* **EXERCISE REQUIREMENTS**
Write out exactly, with no other output, the lines below from the one that contains "Objective — a point for each instance of the green foliage" through the end.
◇ ◇ ◇ ◇ ◇
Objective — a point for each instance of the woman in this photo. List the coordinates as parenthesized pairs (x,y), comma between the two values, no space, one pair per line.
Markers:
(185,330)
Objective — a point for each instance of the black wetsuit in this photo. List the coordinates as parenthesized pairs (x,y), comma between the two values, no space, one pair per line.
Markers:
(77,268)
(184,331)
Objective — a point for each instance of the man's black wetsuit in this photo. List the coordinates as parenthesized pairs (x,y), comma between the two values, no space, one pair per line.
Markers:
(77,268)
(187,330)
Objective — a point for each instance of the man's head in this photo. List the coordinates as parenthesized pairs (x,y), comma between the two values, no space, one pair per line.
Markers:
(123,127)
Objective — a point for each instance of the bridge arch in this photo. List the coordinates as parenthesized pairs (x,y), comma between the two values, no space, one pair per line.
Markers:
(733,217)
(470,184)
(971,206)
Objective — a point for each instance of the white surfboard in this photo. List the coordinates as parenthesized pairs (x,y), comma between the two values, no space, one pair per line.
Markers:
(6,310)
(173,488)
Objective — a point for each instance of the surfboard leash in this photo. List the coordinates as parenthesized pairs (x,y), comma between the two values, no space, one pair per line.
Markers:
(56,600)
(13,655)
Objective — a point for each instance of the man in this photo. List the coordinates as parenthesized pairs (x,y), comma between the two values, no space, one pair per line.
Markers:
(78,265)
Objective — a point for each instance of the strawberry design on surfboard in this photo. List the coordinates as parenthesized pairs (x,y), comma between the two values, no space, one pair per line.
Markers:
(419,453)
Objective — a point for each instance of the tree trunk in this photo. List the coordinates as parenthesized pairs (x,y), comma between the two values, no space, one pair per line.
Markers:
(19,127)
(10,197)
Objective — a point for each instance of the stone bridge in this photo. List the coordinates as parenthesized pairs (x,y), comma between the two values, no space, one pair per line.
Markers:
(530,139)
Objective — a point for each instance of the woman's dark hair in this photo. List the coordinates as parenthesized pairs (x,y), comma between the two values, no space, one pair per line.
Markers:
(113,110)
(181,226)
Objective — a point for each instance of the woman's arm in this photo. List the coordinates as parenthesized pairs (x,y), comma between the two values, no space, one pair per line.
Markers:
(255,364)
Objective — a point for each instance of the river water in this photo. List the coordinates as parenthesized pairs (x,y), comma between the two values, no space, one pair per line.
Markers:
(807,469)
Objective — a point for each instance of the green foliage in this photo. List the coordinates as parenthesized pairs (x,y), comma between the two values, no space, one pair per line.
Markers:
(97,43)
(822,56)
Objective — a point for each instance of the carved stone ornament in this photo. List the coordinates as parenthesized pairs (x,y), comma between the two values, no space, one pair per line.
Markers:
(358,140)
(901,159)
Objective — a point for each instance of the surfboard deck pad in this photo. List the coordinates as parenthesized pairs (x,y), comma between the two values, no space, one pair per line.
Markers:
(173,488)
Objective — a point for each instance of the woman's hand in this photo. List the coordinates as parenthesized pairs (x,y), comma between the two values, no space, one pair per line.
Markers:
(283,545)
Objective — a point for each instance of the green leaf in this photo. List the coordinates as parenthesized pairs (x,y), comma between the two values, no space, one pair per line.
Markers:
◇ ◇ ◇ ◇ ◇
* **WRITTEN SOLUTION**
Objective — a point for each instance of the green foliage in this photo. List the coordinates as parenthesized pairs (x,y), comma between the two values, no space, one pair per line.
Markers:
(97,43)
(822,56)
Objective — a point for each instance of the carved stone ornament in this photo. List the coordinates as parenthesized pairs (x,y), comma between the two values, no space, one pair per line.
Markers:
(358,140)
(901,159)
Objective — a point for each instance of the surfboard deck pad in this photo. List the coordinates as parenthesized pairs (x,y), comma between the two values, no space, one pair per line.
Markers:
(173,488)
Objective — a point for each instance of the woman's hand in this photo. List the coordinates as parenthesized pairs (x,y), comma between the two values, no space, one pair per line.
Markers:
(283,545)
Objective — a point for each instance of the green leaf in this photo. List the coordinates as parenthesized pairs (x,y), comma between the two values, no space, one pair per line.
Markers:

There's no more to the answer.